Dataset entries

● ● ● ● ●

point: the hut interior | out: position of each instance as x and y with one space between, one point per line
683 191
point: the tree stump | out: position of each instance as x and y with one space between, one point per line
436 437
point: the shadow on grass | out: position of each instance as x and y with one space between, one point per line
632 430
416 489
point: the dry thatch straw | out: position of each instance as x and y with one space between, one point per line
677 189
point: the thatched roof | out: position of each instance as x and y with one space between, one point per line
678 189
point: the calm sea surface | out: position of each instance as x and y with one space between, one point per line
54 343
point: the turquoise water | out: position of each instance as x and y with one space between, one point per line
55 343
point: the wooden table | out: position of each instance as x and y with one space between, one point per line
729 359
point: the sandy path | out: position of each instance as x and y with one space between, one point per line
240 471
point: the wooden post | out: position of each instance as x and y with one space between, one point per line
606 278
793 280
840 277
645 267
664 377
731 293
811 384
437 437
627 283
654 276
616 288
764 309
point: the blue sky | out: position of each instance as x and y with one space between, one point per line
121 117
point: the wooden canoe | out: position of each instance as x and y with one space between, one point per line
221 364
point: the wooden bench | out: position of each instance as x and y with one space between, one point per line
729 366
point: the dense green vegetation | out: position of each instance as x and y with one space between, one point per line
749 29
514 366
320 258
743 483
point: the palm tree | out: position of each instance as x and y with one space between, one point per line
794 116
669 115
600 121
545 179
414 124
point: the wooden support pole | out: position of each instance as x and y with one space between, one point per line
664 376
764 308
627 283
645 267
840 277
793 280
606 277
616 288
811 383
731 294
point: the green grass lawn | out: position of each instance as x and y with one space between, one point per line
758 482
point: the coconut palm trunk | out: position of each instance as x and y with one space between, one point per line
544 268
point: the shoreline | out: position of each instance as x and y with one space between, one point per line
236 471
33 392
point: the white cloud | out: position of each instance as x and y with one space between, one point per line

● ● ● ● ●

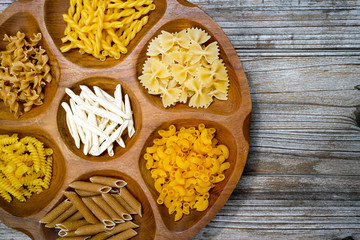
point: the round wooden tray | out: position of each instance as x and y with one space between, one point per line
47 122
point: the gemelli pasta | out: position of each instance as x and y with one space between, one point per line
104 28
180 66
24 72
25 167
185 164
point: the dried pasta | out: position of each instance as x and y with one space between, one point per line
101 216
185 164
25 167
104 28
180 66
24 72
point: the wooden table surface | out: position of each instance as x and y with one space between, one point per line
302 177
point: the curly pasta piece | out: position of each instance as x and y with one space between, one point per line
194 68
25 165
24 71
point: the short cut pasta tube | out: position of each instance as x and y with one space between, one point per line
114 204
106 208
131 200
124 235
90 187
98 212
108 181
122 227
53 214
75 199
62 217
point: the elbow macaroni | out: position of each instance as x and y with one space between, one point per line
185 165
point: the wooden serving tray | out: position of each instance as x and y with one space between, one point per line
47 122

● ● ● ● ●

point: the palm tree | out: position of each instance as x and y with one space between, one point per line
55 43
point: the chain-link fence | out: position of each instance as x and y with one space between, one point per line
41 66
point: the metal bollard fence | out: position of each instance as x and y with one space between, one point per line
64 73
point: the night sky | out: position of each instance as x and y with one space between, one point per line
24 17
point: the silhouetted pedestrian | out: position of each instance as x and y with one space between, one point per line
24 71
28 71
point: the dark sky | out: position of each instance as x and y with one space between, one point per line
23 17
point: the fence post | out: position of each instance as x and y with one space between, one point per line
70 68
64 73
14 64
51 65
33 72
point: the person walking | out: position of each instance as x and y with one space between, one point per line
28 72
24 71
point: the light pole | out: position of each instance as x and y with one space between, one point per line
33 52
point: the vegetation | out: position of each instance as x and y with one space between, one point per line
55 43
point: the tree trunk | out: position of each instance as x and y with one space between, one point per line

● ● ● ● ●

:: What the task requires ::
Taking the entries above, write out exactly the lines starting with the line containing "point: the dark" and going on through the line containing "point: the tree trunk", both included, and nothing else.

:: Result of this task ::
point: the dark sky | out: position of each instance as x and y with one space between, one point per line
23 17
point: the fence post | out: position of each instance as x and y with one space between, one point per line
70 68
64 73
14 64
51 65
33 72
point: the person walking | out: position of each instance as x and y with one space between, one point per line
28 72
24 71
point: the light pole | out: position of each instance as x and y with one space between, one point per line
33 52
point: the vegetation | out: position of each instance as x and y with one space between, one point per line
55 43
point: the tree trunk | out: position of each instance as x and y with one space between, one point per line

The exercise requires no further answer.